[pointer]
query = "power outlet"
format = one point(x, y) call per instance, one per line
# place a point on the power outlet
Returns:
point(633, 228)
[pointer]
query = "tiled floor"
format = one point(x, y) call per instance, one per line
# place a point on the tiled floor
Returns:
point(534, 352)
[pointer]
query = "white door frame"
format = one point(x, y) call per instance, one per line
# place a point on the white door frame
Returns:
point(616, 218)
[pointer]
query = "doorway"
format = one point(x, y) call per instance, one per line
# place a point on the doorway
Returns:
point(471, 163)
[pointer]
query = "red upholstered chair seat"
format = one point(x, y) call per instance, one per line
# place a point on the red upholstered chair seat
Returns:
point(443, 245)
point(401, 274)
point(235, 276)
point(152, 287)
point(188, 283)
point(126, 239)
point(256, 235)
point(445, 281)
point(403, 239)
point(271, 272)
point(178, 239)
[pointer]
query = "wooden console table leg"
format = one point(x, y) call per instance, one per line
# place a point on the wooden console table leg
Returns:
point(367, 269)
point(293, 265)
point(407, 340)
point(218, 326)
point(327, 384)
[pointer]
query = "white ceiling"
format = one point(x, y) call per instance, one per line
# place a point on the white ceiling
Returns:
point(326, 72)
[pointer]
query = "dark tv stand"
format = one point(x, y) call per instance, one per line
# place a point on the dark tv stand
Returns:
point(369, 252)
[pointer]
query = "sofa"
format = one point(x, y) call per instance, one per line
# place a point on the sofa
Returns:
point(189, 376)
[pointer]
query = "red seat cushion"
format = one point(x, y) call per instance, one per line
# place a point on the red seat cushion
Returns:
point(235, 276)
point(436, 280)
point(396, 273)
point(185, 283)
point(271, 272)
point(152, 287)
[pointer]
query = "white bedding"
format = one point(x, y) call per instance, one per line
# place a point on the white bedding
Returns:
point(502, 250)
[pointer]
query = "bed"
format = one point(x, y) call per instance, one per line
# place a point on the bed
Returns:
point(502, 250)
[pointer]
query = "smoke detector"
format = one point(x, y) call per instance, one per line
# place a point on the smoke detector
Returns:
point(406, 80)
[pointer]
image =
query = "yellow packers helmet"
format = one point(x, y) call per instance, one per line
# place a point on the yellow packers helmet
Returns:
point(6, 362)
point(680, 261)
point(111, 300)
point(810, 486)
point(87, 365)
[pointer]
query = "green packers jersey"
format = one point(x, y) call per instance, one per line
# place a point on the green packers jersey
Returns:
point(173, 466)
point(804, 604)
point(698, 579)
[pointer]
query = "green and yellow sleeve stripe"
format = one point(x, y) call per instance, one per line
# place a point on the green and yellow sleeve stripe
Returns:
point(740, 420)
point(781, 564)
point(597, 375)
____
§ PROBLEM: Count how many of the lines in the material include the word "power", and state that number without anything else.

§ ANSWER BOX: 2